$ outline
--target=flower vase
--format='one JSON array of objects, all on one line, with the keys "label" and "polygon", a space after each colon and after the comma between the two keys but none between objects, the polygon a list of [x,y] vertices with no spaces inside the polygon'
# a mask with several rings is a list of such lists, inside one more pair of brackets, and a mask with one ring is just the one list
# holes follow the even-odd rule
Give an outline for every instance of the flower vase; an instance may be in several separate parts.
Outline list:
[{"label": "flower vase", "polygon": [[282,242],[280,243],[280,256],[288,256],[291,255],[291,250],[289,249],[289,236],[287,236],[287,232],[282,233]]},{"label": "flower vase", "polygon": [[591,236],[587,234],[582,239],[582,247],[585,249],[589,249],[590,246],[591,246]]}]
════════════════
### EXERCISE DIRECTIONS
Repeat the entries exactly as they appear.

### RESPONSE FOR THIS EXERCISE
$ outline
--target=flower vase
--format='one JSON array of objects, all on one line, with the keys "label" and "polygon", a space after each colon and after the comma between the two keys but none between objects, the polygon a list of [x,y] vertices with no spaces inside the polygon'
# a mask with several rings is a list of such lists, inside one more pair of brackets, and a mask with one ring is just the one list
# holes follow the even-odd rule
Give an outline for every instance of the flower vase; an instance may be in several separate parts.
Outline list:
[{"label": "flower vase", "polygon": [[282,242],[280,243],[280,256],[288,256],[291,255],[291,250],[289,249],[289,236],[287,236],[287,232],[282,233]]},{"label": "flower vase", "polygon": [[591,236],[587,234],[582,239],[582,247],[585,249],[589,249],[590,246],[591,246]]}]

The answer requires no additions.